GIVEN TEXT →
::::
I have a survey methodology question. I am preparing a report that contains some demographic information. My supervisor instructed that I use the NCHS bridged-race population estimates when reporting the state population. However, he has also instructed that I use the ACS IPUMS to calculate rates on various indicators such as poverty and language isolation. Then, I am to apply that rate to the NCHS population estimate; the product of the ACS IPUMS rate and the NCHS population estimate is the "adjusted true estimate" according to my supervisor. Since then, I have found that what he is instructing me to do is called post-stratification. I am, however, curious as to whether this is sensible practice given the methodology used to calculate NCHS bridged-race population estimates (http://www.census.gov/popest/methodology/2013-natstcopr-meth.pdf). Is my supervisor's proposed post-stratification method correct or poor form of survey analysis methodology?
1 Answer
Post-stratifying ACS sounds very funny to me as a survey statistician. It's like "rectifying Google search". Generally, ACS sample sizes are at least an order of magnitude larger than sample of any other survey (more often, two or three orders of magnitude larger). So ACS should generally be used as the target population to calibrate / post-stratify to. However, if there is a standardized medical (quasi-)population that is only available through NCHS, designed to make trending or comparisons apple-to-apple, then I see the point of this exercise of calibrating towards NCHS.
Please check that you are not confused about terminology, see clarifications in http://www.surveypractice.org/index.php/SurveyPractice/article/view/315.
Also, I think that what you are effectively after are some sort of indirect synthetic ratio estimation, in terms of the traditional small area estimation methodology.
::::
MATERIAL SHOWN →

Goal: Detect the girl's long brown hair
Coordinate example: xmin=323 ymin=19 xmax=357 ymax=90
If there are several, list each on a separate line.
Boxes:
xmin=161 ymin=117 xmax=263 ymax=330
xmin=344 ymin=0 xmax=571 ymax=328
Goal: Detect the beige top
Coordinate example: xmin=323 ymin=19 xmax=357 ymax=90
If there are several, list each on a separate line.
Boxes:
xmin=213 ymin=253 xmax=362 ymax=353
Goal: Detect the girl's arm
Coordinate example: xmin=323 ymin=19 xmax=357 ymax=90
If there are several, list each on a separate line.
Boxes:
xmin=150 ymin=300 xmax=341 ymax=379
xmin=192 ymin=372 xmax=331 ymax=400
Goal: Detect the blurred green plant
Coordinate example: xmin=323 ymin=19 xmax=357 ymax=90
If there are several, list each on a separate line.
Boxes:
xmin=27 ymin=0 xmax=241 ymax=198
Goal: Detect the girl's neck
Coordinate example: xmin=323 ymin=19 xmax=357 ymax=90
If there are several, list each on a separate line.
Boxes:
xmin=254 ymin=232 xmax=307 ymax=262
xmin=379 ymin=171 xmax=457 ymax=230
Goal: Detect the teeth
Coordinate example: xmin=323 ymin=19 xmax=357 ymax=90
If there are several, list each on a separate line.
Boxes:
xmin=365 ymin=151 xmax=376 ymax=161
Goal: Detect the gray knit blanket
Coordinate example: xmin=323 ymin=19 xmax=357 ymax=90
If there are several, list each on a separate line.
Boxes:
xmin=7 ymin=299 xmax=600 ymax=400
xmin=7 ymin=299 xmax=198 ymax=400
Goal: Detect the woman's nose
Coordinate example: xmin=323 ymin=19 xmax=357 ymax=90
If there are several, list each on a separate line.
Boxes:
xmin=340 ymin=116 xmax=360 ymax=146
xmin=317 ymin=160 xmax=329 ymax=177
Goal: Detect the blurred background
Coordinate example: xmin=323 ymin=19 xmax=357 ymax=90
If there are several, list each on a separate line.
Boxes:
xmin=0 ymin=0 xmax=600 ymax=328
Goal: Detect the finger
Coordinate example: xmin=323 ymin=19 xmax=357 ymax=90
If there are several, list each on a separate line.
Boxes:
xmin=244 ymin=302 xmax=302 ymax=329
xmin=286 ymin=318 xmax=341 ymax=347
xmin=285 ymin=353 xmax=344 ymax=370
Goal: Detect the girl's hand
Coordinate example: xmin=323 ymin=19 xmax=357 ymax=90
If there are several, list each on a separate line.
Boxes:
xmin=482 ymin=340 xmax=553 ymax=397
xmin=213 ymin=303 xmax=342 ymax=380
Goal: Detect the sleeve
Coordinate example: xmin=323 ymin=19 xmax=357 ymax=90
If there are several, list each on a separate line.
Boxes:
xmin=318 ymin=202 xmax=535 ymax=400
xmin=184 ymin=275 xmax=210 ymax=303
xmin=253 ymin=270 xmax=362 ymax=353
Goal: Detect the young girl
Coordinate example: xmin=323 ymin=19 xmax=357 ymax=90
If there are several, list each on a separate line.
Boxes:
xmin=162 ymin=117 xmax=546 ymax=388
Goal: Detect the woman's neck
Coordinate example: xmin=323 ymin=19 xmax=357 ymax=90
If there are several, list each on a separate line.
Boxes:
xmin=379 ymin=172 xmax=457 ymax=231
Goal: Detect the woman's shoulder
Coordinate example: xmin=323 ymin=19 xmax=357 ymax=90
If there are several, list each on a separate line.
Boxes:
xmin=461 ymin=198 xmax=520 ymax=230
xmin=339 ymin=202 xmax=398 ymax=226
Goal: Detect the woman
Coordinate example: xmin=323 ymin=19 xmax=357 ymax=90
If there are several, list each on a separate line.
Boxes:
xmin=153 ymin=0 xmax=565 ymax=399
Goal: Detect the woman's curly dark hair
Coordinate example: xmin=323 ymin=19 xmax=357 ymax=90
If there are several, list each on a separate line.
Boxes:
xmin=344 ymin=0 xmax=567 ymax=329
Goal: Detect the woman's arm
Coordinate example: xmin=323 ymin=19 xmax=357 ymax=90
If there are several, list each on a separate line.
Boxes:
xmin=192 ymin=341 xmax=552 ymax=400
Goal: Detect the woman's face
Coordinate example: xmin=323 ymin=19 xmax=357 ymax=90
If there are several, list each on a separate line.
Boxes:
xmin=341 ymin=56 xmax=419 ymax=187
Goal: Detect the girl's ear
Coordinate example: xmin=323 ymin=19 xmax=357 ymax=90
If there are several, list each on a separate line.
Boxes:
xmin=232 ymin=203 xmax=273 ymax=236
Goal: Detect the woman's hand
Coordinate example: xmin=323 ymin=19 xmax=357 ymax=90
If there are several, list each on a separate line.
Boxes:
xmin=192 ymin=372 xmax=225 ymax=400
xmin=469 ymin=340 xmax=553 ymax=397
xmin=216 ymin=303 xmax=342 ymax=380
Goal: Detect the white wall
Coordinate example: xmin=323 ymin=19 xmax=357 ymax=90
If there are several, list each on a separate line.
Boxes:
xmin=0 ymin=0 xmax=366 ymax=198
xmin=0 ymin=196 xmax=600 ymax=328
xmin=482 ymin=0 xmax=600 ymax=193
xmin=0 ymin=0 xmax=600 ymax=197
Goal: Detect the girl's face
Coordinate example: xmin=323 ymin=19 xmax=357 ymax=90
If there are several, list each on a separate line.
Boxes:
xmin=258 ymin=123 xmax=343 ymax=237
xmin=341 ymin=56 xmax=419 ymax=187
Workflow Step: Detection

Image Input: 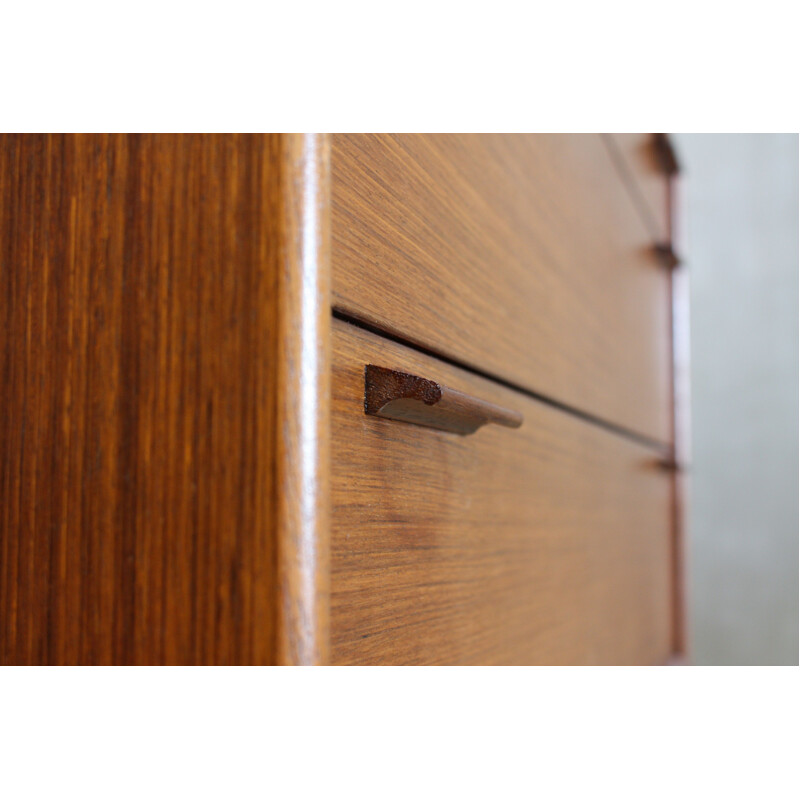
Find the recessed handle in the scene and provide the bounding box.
[364,364,522,436]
::::
PARTS OF THE EXERCISE →
a – Which acronyms appear in the survey methodology post? List each one once.
b – Set down the part of the survey methodology post that opens with the words containing "Also, I think" and closes with "area estimation methodology.".
c – Can you sum up the survey methodology post in two sentences?

OUTPUTS FOR THE TASKS →
a – NCHS, ACS, IPUMS

b –
Also, I think that what you are effectively after are some sort of indirect synthetic ratio estimation, in terms of the traditional small area estimation methodology.

c – A report writer asks whether a supervisor's method is sound: take rates on indicators such as poverty and language isolation from ACS IPUMS and apply them to NCHS bridged-race population estimates, which the writer has learned is called post-stratification. The reply says post-stratifying ACS seems odd, since ACS samples are far larger and ACS should usually be the target for calibration, unless NCHS offers a standardized population for comparisons; it also suggests the approach amounts to indirect synthetic ratio estimation.